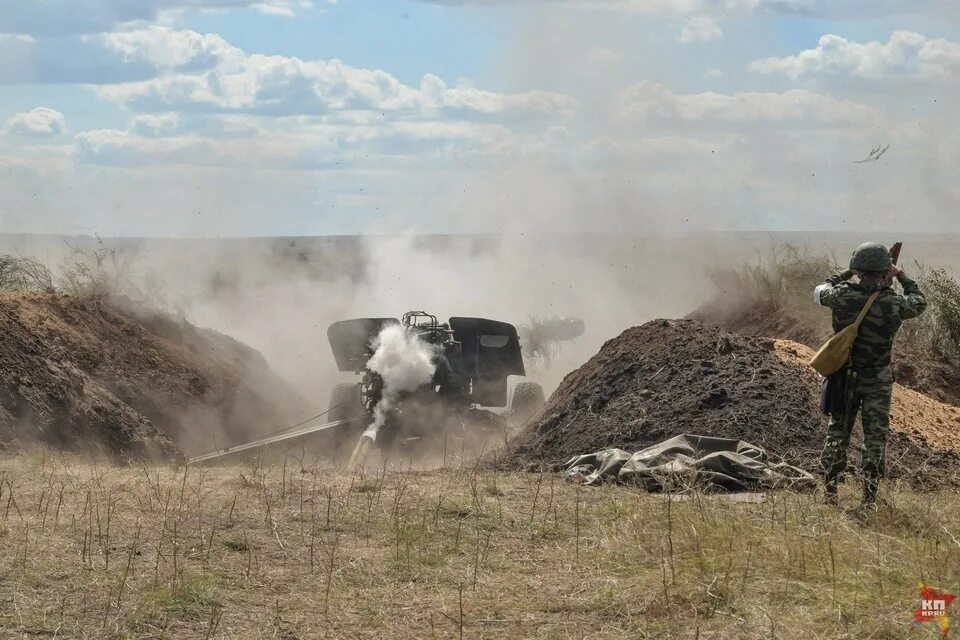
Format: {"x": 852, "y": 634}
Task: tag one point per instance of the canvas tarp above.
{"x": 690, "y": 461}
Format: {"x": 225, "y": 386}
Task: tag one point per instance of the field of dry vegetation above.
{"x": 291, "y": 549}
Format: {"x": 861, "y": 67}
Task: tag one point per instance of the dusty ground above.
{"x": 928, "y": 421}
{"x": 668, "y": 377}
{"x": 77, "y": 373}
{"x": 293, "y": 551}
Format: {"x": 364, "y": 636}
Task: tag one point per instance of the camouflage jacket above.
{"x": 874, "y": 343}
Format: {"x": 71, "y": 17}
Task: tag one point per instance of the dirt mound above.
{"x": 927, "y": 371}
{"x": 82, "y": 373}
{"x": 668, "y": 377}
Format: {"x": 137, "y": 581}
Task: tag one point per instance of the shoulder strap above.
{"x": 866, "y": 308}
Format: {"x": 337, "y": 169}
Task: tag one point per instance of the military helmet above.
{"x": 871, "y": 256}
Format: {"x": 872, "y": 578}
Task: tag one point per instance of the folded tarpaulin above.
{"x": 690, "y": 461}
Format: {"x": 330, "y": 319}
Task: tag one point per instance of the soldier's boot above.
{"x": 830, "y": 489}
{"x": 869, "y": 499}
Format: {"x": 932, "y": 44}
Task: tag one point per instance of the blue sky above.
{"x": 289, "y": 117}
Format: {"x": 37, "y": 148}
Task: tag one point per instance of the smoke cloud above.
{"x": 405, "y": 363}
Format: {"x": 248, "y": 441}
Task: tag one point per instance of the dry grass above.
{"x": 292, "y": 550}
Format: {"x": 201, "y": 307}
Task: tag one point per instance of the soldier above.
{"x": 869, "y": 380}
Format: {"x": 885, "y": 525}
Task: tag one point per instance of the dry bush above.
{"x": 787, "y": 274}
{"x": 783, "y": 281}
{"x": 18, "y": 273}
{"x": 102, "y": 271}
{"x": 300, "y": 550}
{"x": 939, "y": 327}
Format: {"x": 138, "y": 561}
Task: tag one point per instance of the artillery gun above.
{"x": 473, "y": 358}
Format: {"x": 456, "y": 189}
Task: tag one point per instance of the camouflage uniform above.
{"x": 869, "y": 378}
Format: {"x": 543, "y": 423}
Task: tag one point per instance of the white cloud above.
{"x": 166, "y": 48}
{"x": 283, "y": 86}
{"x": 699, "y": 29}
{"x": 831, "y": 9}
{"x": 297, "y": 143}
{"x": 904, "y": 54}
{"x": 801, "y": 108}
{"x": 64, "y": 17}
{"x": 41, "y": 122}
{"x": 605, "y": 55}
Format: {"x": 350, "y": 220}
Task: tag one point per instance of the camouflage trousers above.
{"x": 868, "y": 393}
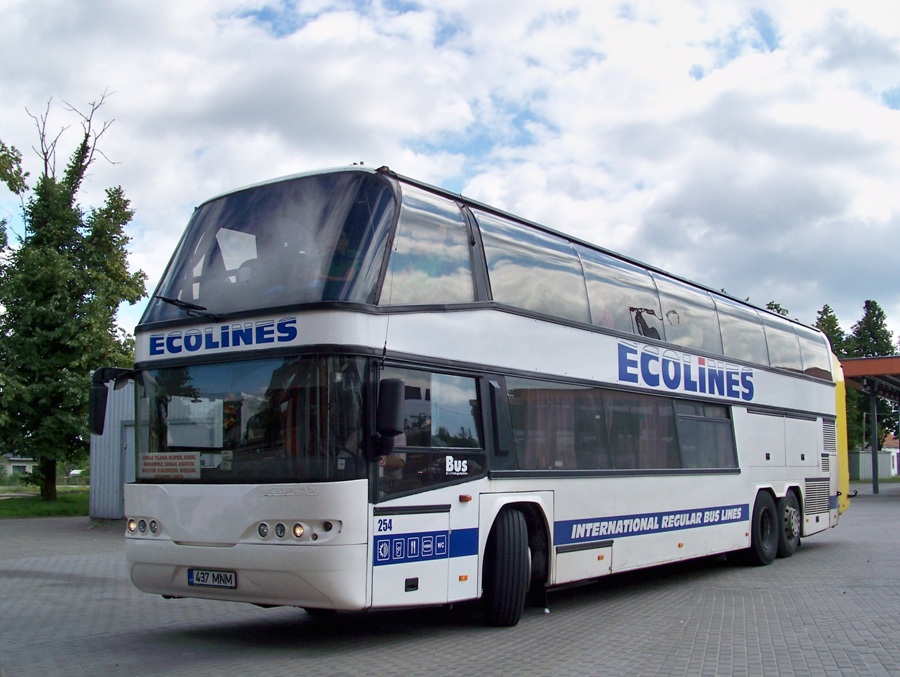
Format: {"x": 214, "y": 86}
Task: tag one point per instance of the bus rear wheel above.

◆ ◆ ◆ ◆

**What the task asks:** Print the entries above exactly, taking out only the pictures.

**Written response:**
Format: {"x": 852, "y": 634}
Task: tag one point per instance of the canvas tarp above.
{"x": 690, "y": 461}
Format: {"x": 225, "y": 386}
Task: tag one point per instance of the field of dry vegetation above.
{"x": 291, "y": 549}
Format: {"x": 861, "y": 67}
Task: tag one point per instance of the dusty ground above.
{"x": 928, "y": 421}
{"x": 668, "y": 377}
{"x": 77, "y": 373}
{"x": 293, "y": 551}
Format: {"x": 364, "y": 636}
Task: tag one point per instance of the camouflage jacket above.
{"x": 874, "y": 343}
Format: {"x": 71, "y": 17}
Task: tag one point per instance of the dirt mound above.
{"x": 927, "y": 371}
{"x": 82, "y": 373}
{"x": 668, "y": 377}
Format: {"x": 137, "y": 581}
Task: tag one point per instance of the shoulder strap above.
{"x": 866, "y": 308}
Format: {"x": 337, "y": 169}
Task: tag one point per instance of the military helmet above.
{"x": 871, "y": 256}
Format: {"x": 872, "y": 578}
Task: tag one point per instance of the folded tarpaulin above.
{"x": 690, "y": 461}
Format: {"x": 330, "y": 319}
Task: tag one point per instance of the soldier's boot above.
{"x": 830, "y": 489}
{"x": 869, "y": 499}
Format: {"x": 932, "y": 44}
Task: tag one point per instance of the blue sky above.
{"x": 289, "y": 117}
Format: {"x": 37, "y": 148}
Task: tag one point per instance of the smoke cloud above.
{"x": 405, "y": 363}
Format: {"x": 248, "y": 441}
Task: tag one point per instance of the dry grass above.
{"x": 292, "y": 550}
Format: {"x": 201, "y": 307}
Task: tag one point per instance of the soldier above.
{"x": 869, "y": 380}
Format: {"x": 885, "y": 525}
Task: tag one point per instance of the dry bush above.
{"x": 787, "y": 274}
{"x": 783, "y": 281}
{"x": 18, "y": 273}
{"x": 102, "y": 271}
{"x": 300, "y": 550}
{"x": 939, "y": 327}
Format: {"x": 138, "y": 561}
Task: tag one point per instance of the artillery gun above.
{"x": 473, "y": 358}
Format: {"x": 456, "y": 189}
Task: tag one point per instance of the camouflage uniform above.
{"x": 869, "y": 378}
Format: {"x": 543, "y": 423}
Task: tag one point per instance of the white cloud above.
{"x": 166, "y": 48}
{"x": 283, "y": 86}
{"x": 699, "y": 29}
{"x": 831, "y": 9}
{"x": 297, "y": 143}
{"x": 904, "y": 54}
{"x": 801, "y": 108}
{"x": 64, "y": 17}
{"x": 41, "y": 122}
{"x": 605, "y": 55}
Format: {"x": 350, "y": 220}
Task: tag one point per instance of the camouflage trousers above.
{"x": 868, "y": 393}
Format: {"x": 214, "y": 86}
Task: tag one point per instance of the bus rear wheel above.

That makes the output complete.